**GIVEN TASK:** Collect every line in the records below that contains the string "woman". Uppercase and lowercase letters count as different.
● ● ● ● ● ● ●
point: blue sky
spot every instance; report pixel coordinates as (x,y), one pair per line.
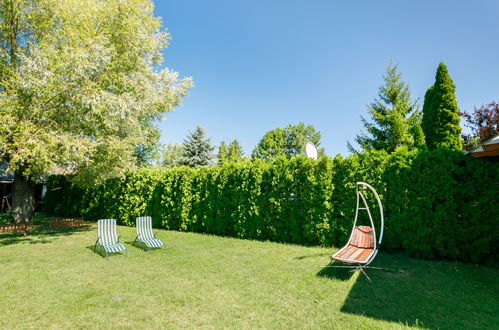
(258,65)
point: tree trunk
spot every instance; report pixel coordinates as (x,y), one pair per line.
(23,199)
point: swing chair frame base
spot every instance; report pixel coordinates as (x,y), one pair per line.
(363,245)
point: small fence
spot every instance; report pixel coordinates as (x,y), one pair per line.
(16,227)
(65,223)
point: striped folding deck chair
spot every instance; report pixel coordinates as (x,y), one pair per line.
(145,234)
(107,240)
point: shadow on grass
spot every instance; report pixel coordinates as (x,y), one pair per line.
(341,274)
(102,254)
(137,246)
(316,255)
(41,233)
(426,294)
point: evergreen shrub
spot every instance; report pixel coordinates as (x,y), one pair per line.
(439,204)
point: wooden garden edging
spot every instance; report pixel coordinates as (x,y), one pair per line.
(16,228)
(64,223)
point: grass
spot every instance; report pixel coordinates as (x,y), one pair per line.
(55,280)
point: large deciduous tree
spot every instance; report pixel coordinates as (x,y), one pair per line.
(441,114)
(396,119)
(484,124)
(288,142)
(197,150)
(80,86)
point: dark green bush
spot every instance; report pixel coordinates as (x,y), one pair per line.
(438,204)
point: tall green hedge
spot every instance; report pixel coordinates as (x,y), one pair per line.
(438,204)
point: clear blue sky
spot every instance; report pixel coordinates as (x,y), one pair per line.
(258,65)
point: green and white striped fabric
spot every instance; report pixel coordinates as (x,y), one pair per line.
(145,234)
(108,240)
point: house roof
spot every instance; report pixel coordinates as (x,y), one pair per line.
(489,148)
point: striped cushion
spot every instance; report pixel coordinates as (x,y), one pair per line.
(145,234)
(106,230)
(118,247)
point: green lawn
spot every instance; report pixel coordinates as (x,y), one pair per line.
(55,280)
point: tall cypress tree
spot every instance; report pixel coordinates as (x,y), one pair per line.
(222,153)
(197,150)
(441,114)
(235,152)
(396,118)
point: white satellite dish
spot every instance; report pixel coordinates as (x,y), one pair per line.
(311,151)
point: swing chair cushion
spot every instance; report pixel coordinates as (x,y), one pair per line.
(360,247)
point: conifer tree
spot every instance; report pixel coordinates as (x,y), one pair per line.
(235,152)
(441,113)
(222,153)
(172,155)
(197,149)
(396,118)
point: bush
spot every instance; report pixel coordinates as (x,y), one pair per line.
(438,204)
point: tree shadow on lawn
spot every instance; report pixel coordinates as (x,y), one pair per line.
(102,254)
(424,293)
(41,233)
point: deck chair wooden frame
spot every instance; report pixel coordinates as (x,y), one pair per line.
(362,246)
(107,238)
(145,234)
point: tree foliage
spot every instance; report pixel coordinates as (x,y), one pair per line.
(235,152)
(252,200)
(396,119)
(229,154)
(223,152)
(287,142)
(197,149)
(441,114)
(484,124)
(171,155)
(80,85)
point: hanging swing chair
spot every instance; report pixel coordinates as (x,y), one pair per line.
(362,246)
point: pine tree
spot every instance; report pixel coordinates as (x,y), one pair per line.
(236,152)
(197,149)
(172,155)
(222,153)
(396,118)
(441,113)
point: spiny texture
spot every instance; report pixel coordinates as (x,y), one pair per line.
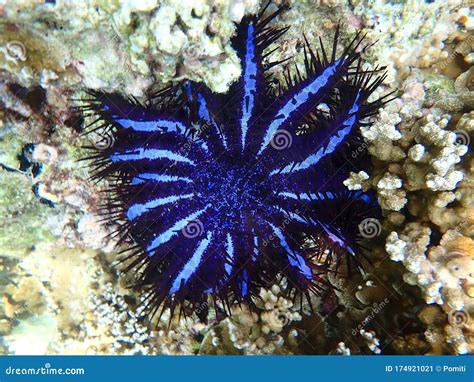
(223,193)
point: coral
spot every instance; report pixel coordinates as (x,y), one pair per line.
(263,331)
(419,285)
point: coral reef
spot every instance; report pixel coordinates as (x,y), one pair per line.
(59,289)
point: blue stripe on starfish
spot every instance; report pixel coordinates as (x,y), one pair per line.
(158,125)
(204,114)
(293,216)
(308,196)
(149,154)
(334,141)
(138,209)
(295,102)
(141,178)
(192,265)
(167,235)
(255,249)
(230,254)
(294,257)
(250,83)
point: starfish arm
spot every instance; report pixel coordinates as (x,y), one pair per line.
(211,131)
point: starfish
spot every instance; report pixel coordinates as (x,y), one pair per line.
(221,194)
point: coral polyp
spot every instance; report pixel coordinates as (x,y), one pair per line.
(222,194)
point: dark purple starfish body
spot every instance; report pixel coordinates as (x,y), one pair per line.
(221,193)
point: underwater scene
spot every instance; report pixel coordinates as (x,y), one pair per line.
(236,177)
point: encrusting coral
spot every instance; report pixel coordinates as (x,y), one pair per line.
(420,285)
● ● ● ● ● ● ●
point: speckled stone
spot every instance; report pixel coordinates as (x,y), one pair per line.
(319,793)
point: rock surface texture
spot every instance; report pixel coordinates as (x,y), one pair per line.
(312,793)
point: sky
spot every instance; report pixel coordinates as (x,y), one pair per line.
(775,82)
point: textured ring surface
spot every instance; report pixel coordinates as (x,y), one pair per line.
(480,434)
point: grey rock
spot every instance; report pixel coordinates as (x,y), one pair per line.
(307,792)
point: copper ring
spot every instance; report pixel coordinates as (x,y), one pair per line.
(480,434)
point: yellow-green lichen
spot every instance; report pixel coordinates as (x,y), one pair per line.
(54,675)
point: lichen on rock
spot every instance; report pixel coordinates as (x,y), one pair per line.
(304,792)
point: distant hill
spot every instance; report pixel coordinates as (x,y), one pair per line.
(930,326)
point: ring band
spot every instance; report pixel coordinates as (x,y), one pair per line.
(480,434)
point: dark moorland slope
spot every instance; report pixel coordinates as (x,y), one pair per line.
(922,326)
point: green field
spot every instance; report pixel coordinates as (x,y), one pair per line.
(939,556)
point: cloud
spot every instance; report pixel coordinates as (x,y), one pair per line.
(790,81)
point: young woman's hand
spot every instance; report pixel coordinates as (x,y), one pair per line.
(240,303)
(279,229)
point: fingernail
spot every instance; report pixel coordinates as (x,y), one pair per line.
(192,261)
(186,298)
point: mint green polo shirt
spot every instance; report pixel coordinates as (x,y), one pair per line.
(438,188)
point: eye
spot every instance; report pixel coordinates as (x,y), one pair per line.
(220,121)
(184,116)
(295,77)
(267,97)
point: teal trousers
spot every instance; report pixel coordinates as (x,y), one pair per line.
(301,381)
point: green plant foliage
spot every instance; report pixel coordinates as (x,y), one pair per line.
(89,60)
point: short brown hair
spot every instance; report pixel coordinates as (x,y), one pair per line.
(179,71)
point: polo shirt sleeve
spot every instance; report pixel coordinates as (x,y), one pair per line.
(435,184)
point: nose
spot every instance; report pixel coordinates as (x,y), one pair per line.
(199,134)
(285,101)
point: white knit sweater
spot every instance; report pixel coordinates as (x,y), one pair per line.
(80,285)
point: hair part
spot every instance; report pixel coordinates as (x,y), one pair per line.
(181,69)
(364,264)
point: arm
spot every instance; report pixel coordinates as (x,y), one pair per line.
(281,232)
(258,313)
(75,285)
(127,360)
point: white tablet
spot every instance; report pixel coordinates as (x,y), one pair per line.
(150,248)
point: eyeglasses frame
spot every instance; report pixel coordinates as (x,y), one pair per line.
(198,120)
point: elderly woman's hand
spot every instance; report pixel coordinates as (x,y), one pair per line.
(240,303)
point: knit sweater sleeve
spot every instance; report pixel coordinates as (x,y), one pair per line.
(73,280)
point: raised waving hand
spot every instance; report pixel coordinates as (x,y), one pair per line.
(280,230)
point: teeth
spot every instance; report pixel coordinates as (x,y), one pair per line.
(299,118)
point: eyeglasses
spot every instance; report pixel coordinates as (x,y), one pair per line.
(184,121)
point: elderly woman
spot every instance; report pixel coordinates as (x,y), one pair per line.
● ● ● ● ● ● ●
**TASK OUTPUT:**
point: young woman's hand
point: elderly woman's hand
point: elderly woman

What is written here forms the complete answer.